[[ Passage for review, beginning ]]

The consumer finance market of Vietnam has not yet recovered from the COVID-19 shock. The market expanded by 7% YTD in 1H2021, mainly driven by banks, as FinCos’s were hit harder due to massive closure of POS network following lock-down and social distancing orders in many cities and provinces.

Loan book growth and Market share

Lock-down and social distancing orders have significantly interrupted FinCos’s lending, especially in HCMC, Hanoi, and their surroundings which are pandemic hardest-hit regions and also the primary markets for FinCos. Major players with larger loan books are more exposed to the effects of COVID-19, resulting in lower or negative growth. Young FinCos are more resilient, with mid-sized FinCos managed to sustain growth thanks to the incorporation of online platforms. The drastic decline in the market share of FE Credit had provided opportunities for smaller FinCos to gain market share through product diversification.

Product development

FinCos still leveraged cash loan as the key product but its contribution declined slightly the impact of COVID-19 on biggest players as well as tightening policies on cash loan disbursement under Circular No.18/2019/TT-NHNN. FinCos are diversifying their portfolio, increasing the proportion of indirect loans (CDL and 2WL) to follow the transition roadmap set in the Circular. Meanwhile, credit card remains an attractive segment and is expected to face heightened competition when new players participate in the future.

Earnings quality and profitability

Abundant liquidity and lowering interest rates helped drive down the cost of funds for FinCos, hence safeguarding their NIM. FinCos also managed to preserve profit thanks to the optimization of OPEX during the pandemic. However, sector earnings is forecasted to decline in the following quarters as FinCos ought to provide relief packages including loan restructuring and interest reduction or exemption to support customers affected by COVID-19.

[[ Passage for review, end ]]
[[ Supplied records, beginning ]]

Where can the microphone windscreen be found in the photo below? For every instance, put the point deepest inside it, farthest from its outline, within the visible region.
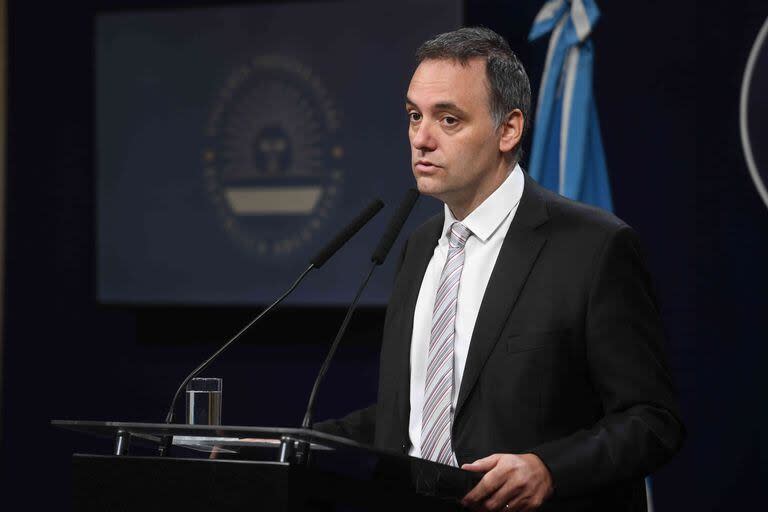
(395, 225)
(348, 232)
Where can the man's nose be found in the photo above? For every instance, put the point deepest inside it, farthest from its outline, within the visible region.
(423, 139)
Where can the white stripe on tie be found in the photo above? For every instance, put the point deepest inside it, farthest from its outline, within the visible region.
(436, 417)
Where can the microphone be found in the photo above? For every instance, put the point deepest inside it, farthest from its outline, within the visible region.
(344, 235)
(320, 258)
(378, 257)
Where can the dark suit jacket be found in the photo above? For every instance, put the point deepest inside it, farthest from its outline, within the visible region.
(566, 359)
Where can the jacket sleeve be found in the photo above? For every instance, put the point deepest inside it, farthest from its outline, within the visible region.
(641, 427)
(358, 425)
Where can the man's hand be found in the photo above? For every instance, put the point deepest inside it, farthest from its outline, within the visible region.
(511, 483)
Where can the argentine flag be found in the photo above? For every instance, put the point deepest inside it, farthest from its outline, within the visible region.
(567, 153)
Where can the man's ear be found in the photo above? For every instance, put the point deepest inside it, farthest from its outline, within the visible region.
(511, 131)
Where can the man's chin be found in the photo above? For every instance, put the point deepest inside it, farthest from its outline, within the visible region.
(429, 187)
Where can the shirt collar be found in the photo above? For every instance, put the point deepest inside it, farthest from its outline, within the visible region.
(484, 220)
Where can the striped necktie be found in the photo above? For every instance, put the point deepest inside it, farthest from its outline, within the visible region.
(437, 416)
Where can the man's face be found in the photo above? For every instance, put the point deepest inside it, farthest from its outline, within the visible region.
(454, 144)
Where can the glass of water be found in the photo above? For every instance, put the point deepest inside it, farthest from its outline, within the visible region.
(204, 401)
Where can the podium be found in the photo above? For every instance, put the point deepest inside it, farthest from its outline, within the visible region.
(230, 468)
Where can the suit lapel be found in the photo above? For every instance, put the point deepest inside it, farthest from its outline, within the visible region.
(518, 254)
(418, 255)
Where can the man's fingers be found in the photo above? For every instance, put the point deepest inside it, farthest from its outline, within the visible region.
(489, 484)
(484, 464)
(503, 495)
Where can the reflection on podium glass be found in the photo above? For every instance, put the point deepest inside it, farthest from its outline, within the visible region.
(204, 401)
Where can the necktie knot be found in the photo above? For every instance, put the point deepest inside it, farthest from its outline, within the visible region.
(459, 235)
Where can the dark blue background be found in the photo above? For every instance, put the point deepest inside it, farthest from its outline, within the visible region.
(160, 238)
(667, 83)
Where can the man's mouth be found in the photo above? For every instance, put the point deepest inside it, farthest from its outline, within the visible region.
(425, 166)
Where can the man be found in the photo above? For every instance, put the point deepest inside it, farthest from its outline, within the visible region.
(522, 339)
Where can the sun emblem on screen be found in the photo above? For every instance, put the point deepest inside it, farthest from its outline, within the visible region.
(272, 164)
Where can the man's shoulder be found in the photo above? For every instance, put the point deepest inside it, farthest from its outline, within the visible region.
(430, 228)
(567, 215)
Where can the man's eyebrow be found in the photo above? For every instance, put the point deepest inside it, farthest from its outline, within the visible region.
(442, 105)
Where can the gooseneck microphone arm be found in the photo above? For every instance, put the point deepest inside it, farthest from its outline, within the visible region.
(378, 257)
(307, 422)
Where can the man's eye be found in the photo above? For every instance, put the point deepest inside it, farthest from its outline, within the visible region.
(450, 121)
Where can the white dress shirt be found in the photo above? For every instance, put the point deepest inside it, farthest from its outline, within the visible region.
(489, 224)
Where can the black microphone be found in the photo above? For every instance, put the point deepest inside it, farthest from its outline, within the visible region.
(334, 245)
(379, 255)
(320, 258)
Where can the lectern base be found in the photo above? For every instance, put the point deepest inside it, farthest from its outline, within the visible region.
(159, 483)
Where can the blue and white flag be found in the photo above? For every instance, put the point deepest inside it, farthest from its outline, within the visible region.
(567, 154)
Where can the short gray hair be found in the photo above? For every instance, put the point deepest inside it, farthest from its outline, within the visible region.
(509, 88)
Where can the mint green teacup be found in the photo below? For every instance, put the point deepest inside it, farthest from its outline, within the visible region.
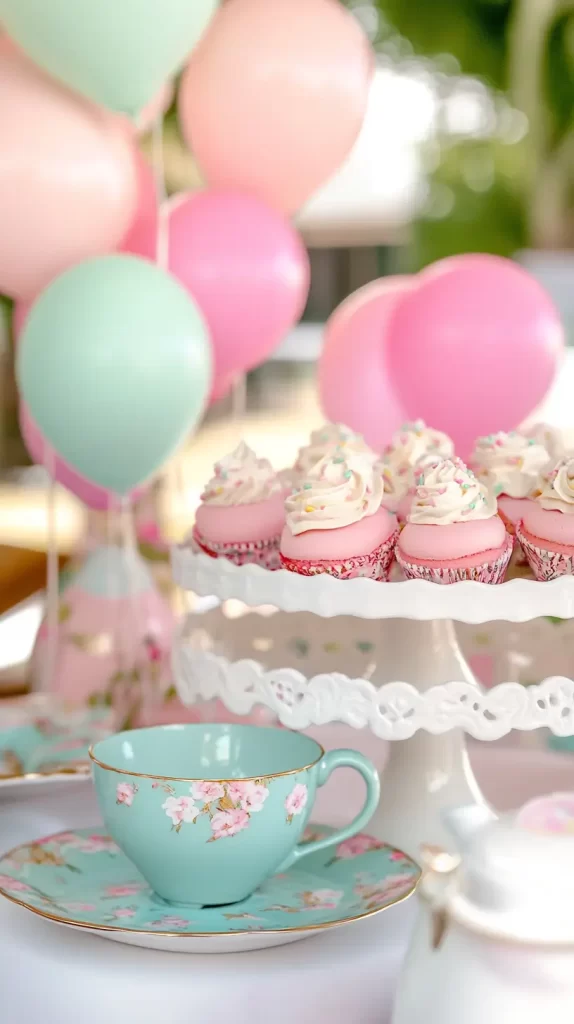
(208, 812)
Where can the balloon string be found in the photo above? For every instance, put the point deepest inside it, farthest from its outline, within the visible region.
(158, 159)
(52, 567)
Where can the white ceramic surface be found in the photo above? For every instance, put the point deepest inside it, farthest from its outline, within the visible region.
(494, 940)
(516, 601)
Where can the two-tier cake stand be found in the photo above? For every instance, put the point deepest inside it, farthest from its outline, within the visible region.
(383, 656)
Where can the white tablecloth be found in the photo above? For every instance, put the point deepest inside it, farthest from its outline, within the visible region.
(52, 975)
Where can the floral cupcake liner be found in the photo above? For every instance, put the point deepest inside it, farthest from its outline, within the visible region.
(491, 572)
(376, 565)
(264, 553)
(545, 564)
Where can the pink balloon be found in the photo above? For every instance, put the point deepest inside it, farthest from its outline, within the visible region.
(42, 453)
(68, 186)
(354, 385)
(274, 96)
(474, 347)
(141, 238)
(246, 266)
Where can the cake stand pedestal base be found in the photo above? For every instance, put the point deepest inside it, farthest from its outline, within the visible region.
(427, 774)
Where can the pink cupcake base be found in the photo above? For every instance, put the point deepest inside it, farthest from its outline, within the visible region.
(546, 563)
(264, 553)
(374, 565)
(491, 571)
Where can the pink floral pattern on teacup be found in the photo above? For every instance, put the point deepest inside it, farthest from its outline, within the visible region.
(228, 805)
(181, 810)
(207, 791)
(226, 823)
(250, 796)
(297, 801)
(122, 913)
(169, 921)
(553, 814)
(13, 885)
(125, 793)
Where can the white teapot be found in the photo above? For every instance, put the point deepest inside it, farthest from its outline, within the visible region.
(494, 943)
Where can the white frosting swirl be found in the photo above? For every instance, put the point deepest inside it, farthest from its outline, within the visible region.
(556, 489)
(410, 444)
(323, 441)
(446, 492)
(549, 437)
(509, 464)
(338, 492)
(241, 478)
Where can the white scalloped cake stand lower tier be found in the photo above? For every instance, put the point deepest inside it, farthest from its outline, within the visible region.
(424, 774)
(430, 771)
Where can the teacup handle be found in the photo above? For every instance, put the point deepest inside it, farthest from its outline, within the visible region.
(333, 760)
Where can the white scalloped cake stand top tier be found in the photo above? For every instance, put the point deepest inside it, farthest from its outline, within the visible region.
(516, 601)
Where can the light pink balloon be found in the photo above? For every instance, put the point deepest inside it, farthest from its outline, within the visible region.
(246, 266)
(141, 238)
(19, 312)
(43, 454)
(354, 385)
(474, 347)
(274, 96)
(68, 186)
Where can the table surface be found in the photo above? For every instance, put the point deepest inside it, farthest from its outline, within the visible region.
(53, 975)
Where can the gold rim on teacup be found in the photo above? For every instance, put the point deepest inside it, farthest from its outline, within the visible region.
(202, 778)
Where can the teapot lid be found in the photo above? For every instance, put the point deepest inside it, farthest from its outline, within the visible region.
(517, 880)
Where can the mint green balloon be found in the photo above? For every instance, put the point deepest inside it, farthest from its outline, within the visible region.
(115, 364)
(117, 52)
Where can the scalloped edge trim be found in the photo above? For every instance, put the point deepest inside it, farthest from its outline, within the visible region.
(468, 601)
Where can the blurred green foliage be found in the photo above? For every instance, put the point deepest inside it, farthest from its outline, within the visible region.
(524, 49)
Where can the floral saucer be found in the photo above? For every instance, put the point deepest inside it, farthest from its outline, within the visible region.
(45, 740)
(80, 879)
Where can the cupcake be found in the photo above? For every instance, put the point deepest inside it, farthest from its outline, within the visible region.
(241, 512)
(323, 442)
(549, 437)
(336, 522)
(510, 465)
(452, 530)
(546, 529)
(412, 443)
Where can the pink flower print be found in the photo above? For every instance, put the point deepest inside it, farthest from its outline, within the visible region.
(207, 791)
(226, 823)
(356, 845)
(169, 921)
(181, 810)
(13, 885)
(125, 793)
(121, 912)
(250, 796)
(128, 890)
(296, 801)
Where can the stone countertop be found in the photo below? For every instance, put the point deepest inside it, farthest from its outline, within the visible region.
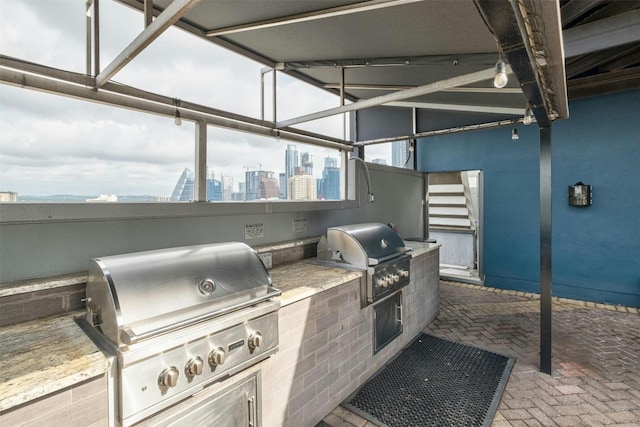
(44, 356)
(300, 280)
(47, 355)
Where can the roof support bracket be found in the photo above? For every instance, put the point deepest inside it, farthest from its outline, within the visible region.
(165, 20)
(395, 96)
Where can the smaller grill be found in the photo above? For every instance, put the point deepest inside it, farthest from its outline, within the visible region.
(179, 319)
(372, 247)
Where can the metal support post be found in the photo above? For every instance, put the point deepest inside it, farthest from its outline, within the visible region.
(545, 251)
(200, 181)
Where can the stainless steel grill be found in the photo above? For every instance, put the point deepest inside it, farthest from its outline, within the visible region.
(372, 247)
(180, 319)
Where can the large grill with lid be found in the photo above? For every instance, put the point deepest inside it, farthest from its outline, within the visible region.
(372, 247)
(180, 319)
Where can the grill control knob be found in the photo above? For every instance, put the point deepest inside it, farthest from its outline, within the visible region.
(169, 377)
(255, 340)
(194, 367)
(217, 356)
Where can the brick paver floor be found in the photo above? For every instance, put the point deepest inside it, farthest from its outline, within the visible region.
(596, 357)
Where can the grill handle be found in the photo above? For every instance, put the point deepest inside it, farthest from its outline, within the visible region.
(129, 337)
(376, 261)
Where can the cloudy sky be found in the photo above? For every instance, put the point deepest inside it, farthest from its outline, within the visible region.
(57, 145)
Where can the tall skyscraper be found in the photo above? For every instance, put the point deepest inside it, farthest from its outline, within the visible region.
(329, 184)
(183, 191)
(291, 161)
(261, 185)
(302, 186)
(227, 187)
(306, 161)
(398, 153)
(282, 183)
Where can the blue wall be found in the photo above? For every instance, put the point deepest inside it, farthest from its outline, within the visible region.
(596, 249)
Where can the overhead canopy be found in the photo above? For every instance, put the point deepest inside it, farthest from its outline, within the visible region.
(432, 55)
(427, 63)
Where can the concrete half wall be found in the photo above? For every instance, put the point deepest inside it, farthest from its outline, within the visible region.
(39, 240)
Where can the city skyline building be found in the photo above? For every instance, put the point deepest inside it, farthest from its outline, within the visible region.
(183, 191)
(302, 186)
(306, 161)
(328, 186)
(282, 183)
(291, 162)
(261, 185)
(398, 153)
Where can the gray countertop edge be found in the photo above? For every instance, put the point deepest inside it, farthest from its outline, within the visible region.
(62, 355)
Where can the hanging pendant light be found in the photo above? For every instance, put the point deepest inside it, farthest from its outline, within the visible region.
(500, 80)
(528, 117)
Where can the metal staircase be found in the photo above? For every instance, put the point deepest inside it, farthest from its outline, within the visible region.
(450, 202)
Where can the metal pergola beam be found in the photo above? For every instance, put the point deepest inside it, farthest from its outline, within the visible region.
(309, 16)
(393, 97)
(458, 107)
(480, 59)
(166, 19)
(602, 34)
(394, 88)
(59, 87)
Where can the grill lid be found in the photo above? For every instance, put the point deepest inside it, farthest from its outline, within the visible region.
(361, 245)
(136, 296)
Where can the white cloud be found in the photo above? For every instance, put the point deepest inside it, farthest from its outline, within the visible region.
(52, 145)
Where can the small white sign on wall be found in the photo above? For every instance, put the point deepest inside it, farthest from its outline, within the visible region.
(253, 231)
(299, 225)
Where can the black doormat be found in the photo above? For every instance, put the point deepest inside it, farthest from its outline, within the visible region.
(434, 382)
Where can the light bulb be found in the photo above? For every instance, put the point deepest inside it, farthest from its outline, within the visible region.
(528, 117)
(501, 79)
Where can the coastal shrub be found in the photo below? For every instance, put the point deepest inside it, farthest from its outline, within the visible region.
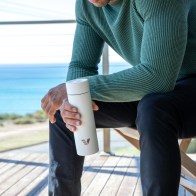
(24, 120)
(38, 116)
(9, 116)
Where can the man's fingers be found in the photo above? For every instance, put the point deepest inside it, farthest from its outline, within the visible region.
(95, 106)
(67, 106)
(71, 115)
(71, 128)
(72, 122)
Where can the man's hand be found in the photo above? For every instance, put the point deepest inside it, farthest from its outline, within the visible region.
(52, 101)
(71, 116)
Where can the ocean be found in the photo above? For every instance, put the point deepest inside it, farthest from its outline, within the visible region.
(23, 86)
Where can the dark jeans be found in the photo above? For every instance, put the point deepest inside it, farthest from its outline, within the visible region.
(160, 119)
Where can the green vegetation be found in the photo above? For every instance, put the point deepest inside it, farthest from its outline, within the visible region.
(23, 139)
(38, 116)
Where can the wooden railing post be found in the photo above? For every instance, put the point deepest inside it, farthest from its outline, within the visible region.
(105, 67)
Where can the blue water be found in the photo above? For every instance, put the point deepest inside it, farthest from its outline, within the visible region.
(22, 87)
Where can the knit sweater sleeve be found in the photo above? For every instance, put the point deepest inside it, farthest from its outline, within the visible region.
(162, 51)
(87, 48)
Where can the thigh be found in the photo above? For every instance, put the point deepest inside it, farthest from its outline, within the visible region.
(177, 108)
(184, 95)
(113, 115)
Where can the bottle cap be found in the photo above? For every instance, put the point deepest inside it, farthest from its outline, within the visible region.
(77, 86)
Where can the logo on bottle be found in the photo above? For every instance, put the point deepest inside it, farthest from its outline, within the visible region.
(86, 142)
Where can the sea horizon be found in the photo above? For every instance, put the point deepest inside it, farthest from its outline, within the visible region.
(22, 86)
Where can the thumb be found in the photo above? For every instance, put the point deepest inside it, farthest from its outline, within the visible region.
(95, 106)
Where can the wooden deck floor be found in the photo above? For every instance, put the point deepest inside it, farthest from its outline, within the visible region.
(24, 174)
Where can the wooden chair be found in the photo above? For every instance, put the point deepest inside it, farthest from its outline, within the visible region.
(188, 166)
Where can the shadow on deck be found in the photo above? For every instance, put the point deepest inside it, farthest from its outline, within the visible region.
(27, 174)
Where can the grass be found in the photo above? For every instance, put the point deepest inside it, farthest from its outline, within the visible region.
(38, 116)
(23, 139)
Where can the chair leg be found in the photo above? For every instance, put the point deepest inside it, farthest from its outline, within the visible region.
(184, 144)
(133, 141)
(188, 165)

[[ Supplied records, end ]]

Continue the overview of Vietnam's consumer finance market, starting after its final sentence.

**Written answer**
Asset quality

Asset quality deteriorated as pandemic hit key customer base of FinCos, weakening their repayment abilities. Prolonged social distancing orders and close-down of offline POS at partners’ sites impeded the debt collection process, hiked up the NPL ratio of the entire sector.

Regulatory updates

In the wake of the recent pandemic outbreak which reached its peak in late June and the third quarter of 2021, the SBV issued Circular 14/2021/TT-NHNN amending essential clauses of the Circular 03/2021/TT-NHNN, extending the eligible period and the deadline for loan restructuring, interest exemption/reduction, and debt category retention. The SBV also replaced Circular 02/2013/TT-NHNN (amended by Circular 09/2014/TT-NHNN) with Circular 11/2021/TT-NHNN on debt collection and bad debt settlement in order to improve the effectiveness of asset quality management of CIs.

Key development trends

The COVID shocks and the ever-changing market environment have encouraged CF players to take up the significant initiative to change their market position:

  • The emerging of BNPL as a potential new product for FinCos thanks to the booming of e-commerce and digital payment.
  • Regional players entered the CF market through M&A deals, expected to facilitate the growth of the sector in the future.